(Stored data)
━━━━━━━━━━

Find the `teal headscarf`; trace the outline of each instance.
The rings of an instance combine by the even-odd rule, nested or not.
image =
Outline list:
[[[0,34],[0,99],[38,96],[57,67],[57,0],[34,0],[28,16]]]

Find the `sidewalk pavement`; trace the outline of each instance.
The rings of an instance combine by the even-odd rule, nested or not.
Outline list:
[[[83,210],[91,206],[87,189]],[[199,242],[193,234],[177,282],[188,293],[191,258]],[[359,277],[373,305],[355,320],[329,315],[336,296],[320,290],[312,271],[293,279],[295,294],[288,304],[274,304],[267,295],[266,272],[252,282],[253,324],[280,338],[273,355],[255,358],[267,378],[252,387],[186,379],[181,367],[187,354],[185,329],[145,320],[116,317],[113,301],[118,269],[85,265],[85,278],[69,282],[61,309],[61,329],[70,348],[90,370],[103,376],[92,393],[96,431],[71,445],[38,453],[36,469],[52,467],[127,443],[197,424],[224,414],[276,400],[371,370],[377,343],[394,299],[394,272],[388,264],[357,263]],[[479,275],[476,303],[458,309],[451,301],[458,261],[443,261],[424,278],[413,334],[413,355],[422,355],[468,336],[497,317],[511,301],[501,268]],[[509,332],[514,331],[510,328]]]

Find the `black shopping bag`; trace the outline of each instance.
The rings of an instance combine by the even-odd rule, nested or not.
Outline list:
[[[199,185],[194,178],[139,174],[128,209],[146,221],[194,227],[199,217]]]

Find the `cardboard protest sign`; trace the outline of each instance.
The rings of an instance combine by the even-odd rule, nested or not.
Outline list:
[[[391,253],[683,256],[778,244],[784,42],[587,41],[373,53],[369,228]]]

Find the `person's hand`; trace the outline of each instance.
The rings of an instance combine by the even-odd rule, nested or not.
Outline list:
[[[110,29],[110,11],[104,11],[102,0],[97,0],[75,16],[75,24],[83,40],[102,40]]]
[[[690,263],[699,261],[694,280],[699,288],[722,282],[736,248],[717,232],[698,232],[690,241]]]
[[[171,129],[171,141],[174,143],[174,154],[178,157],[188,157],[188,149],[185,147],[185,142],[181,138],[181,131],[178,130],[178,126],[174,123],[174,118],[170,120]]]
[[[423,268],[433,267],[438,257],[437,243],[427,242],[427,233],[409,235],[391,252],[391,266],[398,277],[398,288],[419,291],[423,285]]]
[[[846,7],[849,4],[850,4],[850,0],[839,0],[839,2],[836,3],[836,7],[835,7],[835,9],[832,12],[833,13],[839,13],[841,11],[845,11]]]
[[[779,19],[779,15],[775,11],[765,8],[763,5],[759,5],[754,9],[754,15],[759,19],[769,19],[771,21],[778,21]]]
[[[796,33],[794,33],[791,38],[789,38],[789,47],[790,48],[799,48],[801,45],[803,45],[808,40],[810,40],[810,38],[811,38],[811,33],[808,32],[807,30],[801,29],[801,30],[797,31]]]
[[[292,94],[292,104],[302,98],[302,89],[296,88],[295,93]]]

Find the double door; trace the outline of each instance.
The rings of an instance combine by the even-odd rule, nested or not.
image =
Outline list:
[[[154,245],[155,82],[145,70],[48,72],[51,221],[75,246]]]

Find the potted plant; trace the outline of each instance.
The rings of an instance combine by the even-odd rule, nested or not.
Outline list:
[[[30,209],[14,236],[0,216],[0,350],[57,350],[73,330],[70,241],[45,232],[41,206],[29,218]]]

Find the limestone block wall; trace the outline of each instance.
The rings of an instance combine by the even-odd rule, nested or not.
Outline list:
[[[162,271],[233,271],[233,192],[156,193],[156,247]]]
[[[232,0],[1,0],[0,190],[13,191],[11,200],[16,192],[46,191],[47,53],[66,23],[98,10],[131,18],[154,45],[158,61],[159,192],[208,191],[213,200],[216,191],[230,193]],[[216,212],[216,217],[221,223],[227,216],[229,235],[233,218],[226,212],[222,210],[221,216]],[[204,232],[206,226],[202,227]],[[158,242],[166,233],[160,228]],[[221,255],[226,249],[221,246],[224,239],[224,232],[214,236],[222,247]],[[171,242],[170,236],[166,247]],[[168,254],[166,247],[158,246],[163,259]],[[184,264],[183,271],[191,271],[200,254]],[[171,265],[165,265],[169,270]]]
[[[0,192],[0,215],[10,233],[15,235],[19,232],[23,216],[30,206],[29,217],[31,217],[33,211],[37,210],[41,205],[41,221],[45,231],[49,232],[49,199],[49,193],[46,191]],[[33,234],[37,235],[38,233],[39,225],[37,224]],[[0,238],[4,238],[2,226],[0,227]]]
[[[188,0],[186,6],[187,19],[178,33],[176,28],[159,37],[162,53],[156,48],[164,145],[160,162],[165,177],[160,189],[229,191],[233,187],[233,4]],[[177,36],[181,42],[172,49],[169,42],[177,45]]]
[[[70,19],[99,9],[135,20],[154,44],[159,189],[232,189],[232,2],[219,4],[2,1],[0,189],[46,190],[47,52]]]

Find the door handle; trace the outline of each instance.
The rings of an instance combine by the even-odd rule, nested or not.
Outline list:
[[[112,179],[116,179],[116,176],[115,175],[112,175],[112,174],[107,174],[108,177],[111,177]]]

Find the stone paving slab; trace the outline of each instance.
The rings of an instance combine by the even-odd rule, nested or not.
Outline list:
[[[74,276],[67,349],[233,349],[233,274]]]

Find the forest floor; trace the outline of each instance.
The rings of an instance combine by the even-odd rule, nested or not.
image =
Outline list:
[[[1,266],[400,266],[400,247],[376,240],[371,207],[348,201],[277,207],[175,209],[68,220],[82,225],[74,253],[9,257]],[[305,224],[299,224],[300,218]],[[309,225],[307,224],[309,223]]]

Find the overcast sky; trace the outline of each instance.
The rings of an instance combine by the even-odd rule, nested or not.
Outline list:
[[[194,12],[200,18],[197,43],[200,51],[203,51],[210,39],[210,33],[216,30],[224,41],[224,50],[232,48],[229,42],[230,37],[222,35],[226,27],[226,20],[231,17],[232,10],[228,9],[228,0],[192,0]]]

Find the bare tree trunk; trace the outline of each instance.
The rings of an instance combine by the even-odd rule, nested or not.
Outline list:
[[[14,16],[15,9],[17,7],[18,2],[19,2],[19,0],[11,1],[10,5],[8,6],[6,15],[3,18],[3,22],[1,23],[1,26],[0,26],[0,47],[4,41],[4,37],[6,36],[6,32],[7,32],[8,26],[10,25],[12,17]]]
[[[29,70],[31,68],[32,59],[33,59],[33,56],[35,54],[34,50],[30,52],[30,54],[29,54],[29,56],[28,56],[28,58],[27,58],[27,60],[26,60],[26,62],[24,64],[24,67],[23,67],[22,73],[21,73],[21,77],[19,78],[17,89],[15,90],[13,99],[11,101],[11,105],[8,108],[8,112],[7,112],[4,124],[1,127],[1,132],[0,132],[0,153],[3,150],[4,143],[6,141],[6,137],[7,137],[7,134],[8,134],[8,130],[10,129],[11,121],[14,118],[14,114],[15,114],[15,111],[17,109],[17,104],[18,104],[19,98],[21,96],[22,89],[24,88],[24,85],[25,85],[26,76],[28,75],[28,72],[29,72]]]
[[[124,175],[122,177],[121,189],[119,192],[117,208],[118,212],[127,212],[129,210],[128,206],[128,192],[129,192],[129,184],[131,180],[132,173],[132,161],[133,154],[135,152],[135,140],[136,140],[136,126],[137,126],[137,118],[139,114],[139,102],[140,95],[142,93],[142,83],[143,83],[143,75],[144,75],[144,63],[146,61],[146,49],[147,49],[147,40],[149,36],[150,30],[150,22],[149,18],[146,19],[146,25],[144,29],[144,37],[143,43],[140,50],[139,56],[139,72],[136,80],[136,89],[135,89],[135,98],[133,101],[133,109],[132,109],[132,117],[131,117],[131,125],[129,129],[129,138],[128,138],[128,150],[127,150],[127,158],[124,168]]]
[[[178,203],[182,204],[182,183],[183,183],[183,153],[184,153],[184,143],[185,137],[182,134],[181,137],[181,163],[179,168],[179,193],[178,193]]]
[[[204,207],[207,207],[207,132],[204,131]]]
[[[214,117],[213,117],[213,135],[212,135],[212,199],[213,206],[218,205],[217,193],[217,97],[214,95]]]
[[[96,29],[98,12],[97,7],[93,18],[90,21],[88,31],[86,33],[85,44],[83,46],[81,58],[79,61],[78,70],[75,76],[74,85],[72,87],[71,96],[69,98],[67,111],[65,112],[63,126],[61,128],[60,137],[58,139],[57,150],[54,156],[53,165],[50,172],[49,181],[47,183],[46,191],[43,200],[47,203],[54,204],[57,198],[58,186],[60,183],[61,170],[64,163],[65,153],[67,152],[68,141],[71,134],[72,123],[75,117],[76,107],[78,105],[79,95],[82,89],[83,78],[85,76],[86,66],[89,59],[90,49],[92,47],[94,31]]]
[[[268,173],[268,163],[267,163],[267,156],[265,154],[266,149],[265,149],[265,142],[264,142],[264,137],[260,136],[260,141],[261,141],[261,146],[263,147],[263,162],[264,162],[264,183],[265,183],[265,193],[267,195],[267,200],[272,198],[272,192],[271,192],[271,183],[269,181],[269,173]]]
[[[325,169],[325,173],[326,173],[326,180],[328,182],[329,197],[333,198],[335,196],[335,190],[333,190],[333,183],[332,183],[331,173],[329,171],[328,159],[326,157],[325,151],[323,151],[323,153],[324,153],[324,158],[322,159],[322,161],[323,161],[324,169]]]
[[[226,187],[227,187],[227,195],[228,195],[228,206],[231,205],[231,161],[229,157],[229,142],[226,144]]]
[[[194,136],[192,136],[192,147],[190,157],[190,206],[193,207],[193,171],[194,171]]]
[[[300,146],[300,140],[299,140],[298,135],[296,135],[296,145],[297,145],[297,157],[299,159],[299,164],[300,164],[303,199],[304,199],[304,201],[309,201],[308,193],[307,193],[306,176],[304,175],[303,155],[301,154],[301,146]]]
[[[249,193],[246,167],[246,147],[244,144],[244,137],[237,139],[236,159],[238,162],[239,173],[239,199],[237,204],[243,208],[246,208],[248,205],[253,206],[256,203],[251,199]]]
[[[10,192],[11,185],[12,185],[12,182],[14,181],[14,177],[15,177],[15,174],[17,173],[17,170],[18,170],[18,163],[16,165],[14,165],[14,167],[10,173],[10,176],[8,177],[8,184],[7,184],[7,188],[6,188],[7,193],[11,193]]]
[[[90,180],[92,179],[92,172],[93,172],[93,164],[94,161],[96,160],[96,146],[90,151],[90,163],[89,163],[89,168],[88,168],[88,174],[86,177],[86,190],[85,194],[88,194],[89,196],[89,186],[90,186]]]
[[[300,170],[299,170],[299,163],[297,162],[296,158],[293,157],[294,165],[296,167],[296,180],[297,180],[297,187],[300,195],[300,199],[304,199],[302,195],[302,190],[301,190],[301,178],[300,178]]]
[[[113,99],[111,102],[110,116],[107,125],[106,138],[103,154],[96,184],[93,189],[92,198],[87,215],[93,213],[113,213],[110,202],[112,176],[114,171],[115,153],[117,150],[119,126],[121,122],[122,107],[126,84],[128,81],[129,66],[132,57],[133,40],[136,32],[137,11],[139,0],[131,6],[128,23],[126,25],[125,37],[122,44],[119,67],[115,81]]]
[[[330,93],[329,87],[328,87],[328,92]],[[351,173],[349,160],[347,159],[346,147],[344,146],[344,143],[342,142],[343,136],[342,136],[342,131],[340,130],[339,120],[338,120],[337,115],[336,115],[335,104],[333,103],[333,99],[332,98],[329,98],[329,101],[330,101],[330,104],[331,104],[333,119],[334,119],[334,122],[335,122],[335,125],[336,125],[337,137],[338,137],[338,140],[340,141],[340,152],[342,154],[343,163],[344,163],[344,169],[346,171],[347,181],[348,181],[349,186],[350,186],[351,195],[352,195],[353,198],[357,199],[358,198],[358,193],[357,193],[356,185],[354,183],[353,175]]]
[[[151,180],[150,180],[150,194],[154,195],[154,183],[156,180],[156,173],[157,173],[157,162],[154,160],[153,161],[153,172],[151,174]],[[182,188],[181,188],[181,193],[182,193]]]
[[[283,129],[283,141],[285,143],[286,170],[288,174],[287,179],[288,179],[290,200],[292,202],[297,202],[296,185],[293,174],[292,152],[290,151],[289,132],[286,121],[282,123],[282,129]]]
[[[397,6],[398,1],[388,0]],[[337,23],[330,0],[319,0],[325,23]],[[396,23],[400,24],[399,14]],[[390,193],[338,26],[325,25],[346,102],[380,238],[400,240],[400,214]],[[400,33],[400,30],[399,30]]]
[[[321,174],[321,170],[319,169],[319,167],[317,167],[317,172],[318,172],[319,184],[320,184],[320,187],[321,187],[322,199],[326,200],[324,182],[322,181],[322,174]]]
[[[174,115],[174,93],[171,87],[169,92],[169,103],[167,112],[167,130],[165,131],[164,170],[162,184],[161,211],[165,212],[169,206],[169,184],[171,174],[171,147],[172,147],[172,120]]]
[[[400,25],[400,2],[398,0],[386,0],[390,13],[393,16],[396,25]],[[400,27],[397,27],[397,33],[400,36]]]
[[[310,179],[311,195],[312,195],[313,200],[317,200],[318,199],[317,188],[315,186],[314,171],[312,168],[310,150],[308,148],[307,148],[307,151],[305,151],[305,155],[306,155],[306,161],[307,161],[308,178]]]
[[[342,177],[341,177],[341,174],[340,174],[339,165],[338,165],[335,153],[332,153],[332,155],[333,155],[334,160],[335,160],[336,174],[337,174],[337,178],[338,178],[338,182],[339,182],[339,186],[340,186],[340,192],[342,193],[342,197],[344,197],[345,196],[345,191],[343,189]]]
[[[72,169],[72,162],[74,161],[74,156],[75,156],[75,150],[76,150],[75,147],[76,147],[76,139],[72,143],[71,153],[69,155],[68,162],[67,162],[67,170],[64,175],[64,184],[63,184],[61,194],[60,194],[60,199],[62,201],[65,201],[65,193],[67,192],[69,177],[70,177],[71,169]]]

━━━━━━━━━━

▸ Exercise details
Print the lines above from the one with "Find the forest" through the one with "Find the overcast", both included, exactly as written and nothing more.

▸ Task output
Find the forest floor; trace the outline of each instance.
The rings of an instance combine by the even-odd rule, nested or not.
image =
Outline list:
[[[1,266],[400,266],[400,247],[376,240],[371,207],[348,201],[277,207],[175,209],[68,220],[82,225],[74,253],[9,257]],[[305,224],[299,224],[300,218]],[[309,225],[307,224],[309,223]]]

Find the overcast sky; trace the outline of each instance.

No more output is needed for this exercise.